## What the task asks
Repeat the full listing, word for word.

______

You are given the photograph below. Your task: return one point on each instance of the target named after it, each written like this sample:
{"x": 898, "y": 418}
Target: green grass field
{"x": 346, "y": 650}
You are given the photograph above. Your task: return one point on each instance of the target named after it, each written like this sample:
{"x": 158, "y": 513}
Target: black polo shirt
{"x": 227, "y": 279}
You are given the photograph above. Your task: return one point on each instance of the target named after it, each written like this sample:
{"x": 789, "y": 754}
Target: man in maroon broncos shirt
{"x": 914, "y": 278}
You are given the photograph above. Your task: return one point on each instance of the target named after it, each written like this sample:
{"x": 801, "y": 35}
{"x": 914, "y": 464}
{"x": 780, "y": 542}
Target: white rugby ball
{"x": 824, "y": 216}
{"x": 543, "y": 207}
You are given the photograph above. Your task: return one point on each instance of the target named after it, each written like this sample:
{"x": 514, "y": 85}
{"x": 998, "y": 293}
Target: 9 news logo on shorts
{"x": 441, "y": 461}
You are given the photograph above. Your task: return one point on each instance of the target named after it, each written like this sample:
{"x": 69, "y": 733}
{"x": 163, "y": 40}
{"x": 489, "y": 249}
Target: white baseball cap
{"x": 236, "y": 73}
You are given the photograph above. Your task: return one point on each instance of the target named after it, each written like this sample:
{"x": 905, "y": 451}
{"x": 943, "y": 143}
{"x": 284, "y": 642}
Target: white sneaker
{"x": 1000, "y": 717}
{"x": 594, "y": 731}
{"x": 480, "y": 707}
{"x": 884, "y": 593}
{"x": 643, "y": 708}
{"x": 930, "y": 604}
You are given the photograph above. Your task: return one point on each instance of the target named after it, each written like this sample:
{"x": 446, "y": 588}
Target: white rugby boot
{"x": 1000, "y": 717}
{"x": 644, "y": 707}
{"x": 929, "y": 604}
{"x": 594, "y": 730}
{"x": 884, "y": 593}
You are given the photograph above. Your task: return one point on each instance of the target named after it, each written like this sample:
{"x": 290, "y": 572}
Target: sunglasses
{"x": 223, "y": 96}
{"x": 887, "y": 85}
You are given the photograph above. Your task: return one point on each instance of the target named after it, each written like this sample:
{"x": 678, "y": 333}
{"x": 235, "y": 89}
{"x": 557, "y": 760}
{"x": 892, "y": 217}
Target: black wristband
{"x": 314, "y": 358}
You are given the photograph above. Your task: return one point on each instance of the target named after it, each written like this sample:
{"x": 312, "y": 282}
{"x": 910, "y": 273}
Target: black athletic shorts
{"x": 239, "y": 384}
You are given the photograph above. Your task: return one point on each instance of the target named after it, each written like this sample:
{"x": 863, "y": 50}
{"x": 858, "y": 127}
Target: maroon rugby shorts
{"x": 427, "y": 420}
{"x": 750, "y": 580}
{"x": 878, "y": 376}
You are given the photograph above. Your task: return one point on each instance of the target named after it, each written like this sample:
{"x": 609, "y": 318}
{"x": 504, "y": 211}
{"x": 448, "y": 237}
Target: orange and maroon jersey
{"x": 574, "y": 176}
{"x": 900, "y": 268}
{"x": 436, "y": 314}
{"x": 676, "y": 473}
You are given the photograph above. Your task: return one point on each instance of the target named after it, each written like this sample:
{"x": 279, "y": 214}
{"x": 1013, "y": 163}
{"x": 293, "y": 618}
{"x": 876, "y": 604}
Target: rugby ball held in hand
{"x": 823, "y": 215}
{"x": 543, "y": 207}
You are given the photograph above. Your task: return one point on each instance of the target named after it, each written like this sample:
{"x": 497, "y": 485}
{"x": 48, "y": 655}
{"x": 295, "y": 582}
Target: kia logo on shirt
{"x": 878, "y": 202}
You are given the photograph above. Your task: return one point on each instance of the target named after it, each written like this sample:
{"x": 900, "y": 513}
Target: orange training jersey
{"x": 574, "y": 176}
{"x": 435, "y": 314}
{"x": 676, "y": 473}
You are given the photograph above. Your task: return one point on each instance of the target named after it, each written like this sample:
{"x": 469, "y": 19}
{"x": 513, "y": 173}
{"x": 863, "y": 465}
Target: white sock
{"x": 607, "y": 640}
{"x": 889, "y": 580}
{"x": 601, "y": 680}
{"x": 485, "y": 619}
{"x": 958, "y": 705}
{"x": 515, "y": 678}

______

## Expected answer
You are given the photograph below. Your task: return one point on each instance of the target named after it, each written like this sample:
{"x": 898, "y": 418}
Target: green grass field
{"x": 346, "y": 650}
You are given the photograph above. Your task: return one point on each instance of the target named after it, each written like this sample:
{"x": 158, "y": 513}
Target: black polo shirt
{"x": 227, "y": 279}
You are given the photograph above. Your task: return one point on each instance of the target named after it, each written like this sample:
{"x": 789, "y": 754}
Target: man in maroon broncos shirt
{"x": 914, "y": 278}
You are given the photograph above. Your task: return one point on each instance of the target named after it, each written like this sample:
{"x": 801, "y": 35}
{"x": 914, "y": 464}
{"x": 780, "y": 542}
Target: white rugby ball
{"x": 824, "y": 216}
{"x": 543, "y": 207}
You are given the photograph above. Your task: return one point on each instance of the target named after it, each written like this sample:
{"x": 514, "y": 85}
{"x": 998, "y": 293}
Target: 9 news logo on shorts
{"x": 441, "y": 461}
You are given the photograph above. Your task: return one point on each instance of the target named after it, each written like this sample:
{"x": 69, "y": 733}
{"x": 163, "y": 40}
{"x": 489, "y": 249}
Target: white baseball cap
{"x": 236, "y": 73}
You are given the photograph above. Your task: return one point on each instance of the target named after it, each written like this sample:
{"x": 905, "y": 451}
{"x": 943, "y": 143}
{"x": 284, "y": 642}
Target: white sneaker
{"x": 1000, "y": 717}
{"x": 594, "y": 731}
{"x": 480, "y": 707}
{"x": 884, "y": 593}
{"x": 643, "y": 708}
{"x": 930, "y": 604}
You are given the photograph above. Your task: return one point on each instance of the target named after it, each written like this sample:
{"x": 446, "y": 588}
Target: white rugby boot
{"x": 1000, "y": 717}
{"x": 644, "y": 707}
{"x": 929, "y": 604}
{"x": 594, "y": 730}
{"x": 884, "y": 593}
You are given the photograph above. Your task: return one point on each instance of the target named after it, each written like this sample:
{"x": 290, "y": 572}
Target: sunglasses
{"x": 223, "y": 96}
{"x": 887, "y": 85}
You are given the photograph above. Your task: return one point on each instance of the target named after it, each written like this sample:
{"x": 678, "y": 333}
{"x": 235, "y": 89}
{"x": 557, "y": 760}
{"x": 892, "y": 217}
Target: black wristband
{"x": 314, "y": 358}
You are given the photograph above. Your task: return one point on each instance of the target named after it, each written like this sample:
{"x": 312, "y": 282}
{"x": 910, "y": 273}
Target: black athletic shorts
{"x": 239, "y": 384}
You are given the photograph above. Your task: return one point on each instance of the target named after it, each written like this sample:
{"x": 863, "y": 50}
{"x": 858, "y": 127}
Target: maroon rugby shorts
{"x": 427, "y": 420}
{"x": 750, "y": 580}
{"x": 878, "y": 376}
You are given the photograph above. Your task: return one point on each instance of the target named after it, each written like this sample:
{"x": 609, "y": 318}
{"x": 504, "y": 211}
{"x": 448, "y": 237}
Target: orange and maroon jersey
{"x": 574, "y": 176}
{"x": 900, "y": 268}
{"x": 436, "y": 314}
{"x": 676, "y": 473}
You are given the photograph above. Your task: return one point on each instance of the target named after it, each written like this sample:
{"x": 279, "y": 214}
{"x": 1013, "y": 163}
{"x": 293, "y": 618}
{"x": 876, "y": 604}
Target: rugby ball held in hand
{"x": 823, "y": 215}
{"x": 543, "y": 207}
You are given the photograph above. Your task: return one point on each instance of the target named after it, each written like this sample:
{"x": 497, "y": 485}
{"x": 48, "y": 655}
{"x": 295, "y": 582}
Target: kia logo on shirt
{"x": 878, "y": 202}
You are given the photograph above. Your task: return one point on each instance of the target named after it, each written like this sample:
{"x": 900, "y": 513}
Target: orange training jersey
{"x": 574, "y": 176}
{"x": 435, "y": 314}
{"x": 676, "y": 473}
You are given the photograph above. Your task: return one point on each instance of the target named after it, each written like this sample:
{"x": 469, "y": 19}
{"x": 513, "y": 173}
{"x": 863, "y": 465}
Target: white sock
{"x": 607, "y": 640}
{"x": 889, "y": 580}
{"x": 601, "y": 680}
{"x": 485, "y": 619}
{"x": 958, "y": 705}
{"x": 515, "y": 678}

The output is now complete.